--- PASSAGE ---
Trapped in the Khetto

An excellent post by Scotty P reminded me of something that I'd been meaning to rant about for a while.

A phrase that I've been using quite a bit recently to describe my coaching is "giving you a box, which you can later think outside of." It's a little clumsy, but the point is that a lot of the "rules" that we set up for young debaters need to eventually be broken. For starters, we give kids the 4-stock-issues box and let them live there for a little while, get used to things, and have some fun. When the strategic limitations of that box start to show themselves, we introduce disads and T and kritiks and counterplans and the list goes on. Each presents a new tool, a new "thinking outside the box" way of attacking the plan.

This also applies to strategic decisions. You should put perms on every counterplan, except when you shouldn't. Link-turning is a more strategic way of answering disads, except when it isn't. Every position needs to be answered with offense, except when it doesn't.

Eventually the exceptions become more important than the rules, as the rules become more internalized. Those exceptions have rules to follow themselves, which in turn have their own exceptions. Eventually it starts to look like water. It's infinite regression, except in a good way. I'm far from the expert on the debate world, but the more debate I watch the more I see a correlation between high-level debating and formlessness. You put the debater in a cup, and it becomes the cup.

Except if that debater is a "K debater" and the cup is a "disad cup," apparently. That seems to be the major division in the debate world that people still attach themselves to. Either you are a "K debater" or a "policy debater" (or "straight up debater," or whatever). According to the conventional wisdom, you can't be good at both. Normally I'd pass this off as another piece of bad advice that gets repeated student-to-student, but a large number of coaches/judges seem to have bought into this notion as well. Camps even have "Kritik labs" nowadays.

I've never been part of a "K lab," but based on the stories I've heard from a few students who have, they sound like a terrible idea. The idea of paying thousands of dollars for a camp and learning only kritiks is as ludicrous as paying thousands of dollars and only learning disads. Teaching kids debate without exposing them to a variety of strategies is teaching them to be rigid, strict, "inside the box."

The cliched objection to this is the "judge adaptation" problem. Eventually you are going to run into a judge who doesn't like kritiks (or who only likes kritiks). You are going to lose that round. This argument is over-done, but like most truisms, it's actually true. There is a certain group of people who react to these situations by complaining about the judge, maybe going so far as to use words like "illegit." I call these people "bad debaters.'

The more important problem, though, is that even if you run into K-friendly judges all year, you are still not thinking. You still aren't thinking a step ahead of your opponents (or forcing them to think a step ahead of you). You still aren't using all the available tools to win a round. You're being rigid. You're sticking to form. You're going through the motions. You're being lazy.

And if there's one thing that this game is good at, it's opening up ways for the strategic and the hard working to punish the lazy.

The pit of doom

I can't believe I've already been at this long enough to complain about memory loss, but alas, things are getting a little fuzzy. I'm pretty sure that this is built roughly around something a lab leader told me once at a debate camp, and I'm pretty sure that lab leader was Justin Greene. So, credit where it's due, as long as I'm remembering correctly.

--- RAW DATA ---
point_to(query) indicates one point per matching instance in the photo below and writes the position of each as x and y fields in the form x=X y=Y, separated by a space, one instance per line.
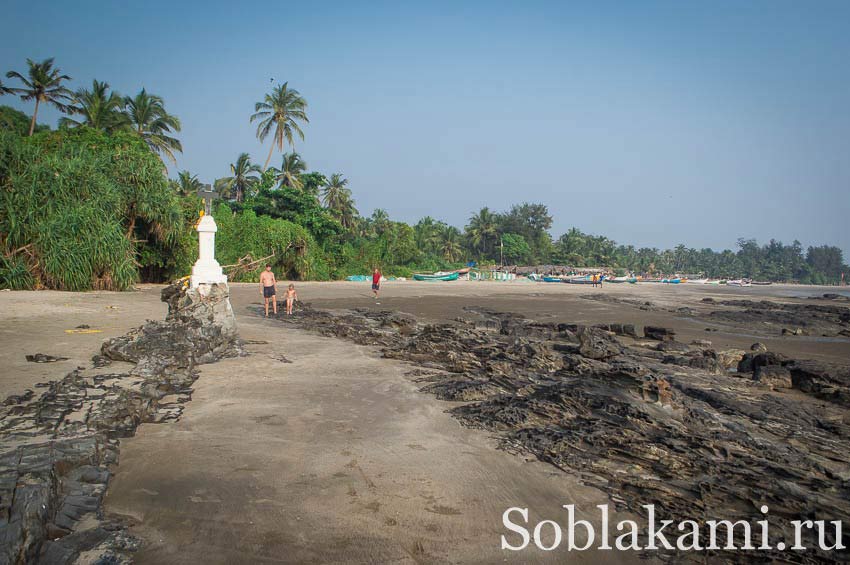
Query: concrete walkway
x=331 y=457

--- WORK TO BE COMPLETED ---
Carry on with the blog post about debate coaching, picking up right after its last sentence.

--- ANSWER TO THE EXERCISE ---
Anyway, Cross Ex. The most under-utilized three minutes of the average debater's speech time. One of the wonderful innovations of our little game we call debate. During these three minutes you can ask whatever questions you wish, and your opponent is expected to answer them. So simple, yet so utterly lacking in much of the discourse one would find out there in the "real world."

So what the hell do you do with your 3 minutes? You do a lot of things: make yourself look smarter than your opponent, poke holes in their arguments, expose contradictions, and you set up your arguments. And by "set up your arguments" I mean you go fishing for links. Here's where the real meat and potatoes is, at least in terms of the arguments on the flow. At its best, link fishing can turn into a high-level battle of wits. At its worst, link fishing is ugly and boring and cringe-inducing from the listener's perspective (example question: "your plan's a mandate, right, not an incentive?")

So in attempt to improve the quality of our discourse, allow me to present the following theory:

How to get someone to admit something in cross examination:

Most of the time that you are attempting to set up a link to an argument in Cross Ex, you are attempting to get your opponents to make an admission about their plan or the arguments supporting it. Something that is not necessarily obvious, but must be explicitly stated by your opponent in order to guarantee that the link "sticks." But the problem is, people tend not to admit things just because we want them to. Your opponents will know that you are link fishing and will attempt to be as slippery as possible. To pin them down, you've got two options. Neither of these two options will guarantee an admission, but both of them make the examined make trade-offs. You might not get the answer that you were looking for, but you'll generally get something in return.

Option 1: The pit of doom

This is the strategy that most people use, but they don't realize that they are using it. It's straightforward: push them closer and closer to the "pit of doom" until they crack and admit that you were right all along. Let's say we doubt the plan's solvency contention, that companies would take up an incentive to build windmills on native lands

Q: Where's the evidence that companies would actually build any windmills given this incentive?
A: Our Smith card says that the incentive would work
Q: Your Smith card calls on the government to provide the incentive, but it never says that it would work, which card says that the incentive would work?
A: No, the Smith card says that the incentive would work
Q: Please point to the line in the card that says the incentive would lead to more windmills on native lands
...

And here's where one of three things happens:
1. The Aff cannot find such a line, usually this is combined with "We don't need to prove that"
2. The Aff points to a line, and it's good
3. The Aff points to a line, and it's terrible.

So in 2 of 3 cases we have our admission. If the Aff doesn't want to show their cards and let the judge hear the line(s) nice and slow, they've gotta give some reason that they don't need that evidence. Trade-offs.

I think that part of the reason that the pit of doom is such a popular strategy is that it is embued in our cultural memory by Tom Cruise and Jack Nicholson



A bit more theatrics than your average debate round, but it's the same tactic. Cruise asks Nicholson the question, Nicholson dodges. Cruise ups the intensity, Nicholson pontificates. Cruise asks the question again, and he get's his answer. Yes, Nicholson ordered the code red (whatever that means). Notice that Cruise had already set up the trade-off. If Nicholson didn't want to admit to giving the order, he'd have to admit that his men don't follow him.

The only other thing I'll say about the pit of doom is this, taken from another coach of mine. If you ask the same question three times, and get a little more intense each time, the third answer will always be different. Not necessarily different in a way that's useful to you, but it will always be different.


Option 2: The Reverse Pit of Doom

This is the part, when explaining this theory in person, that I usually use a bit of pantomime, so bear with me as I try to type it all out.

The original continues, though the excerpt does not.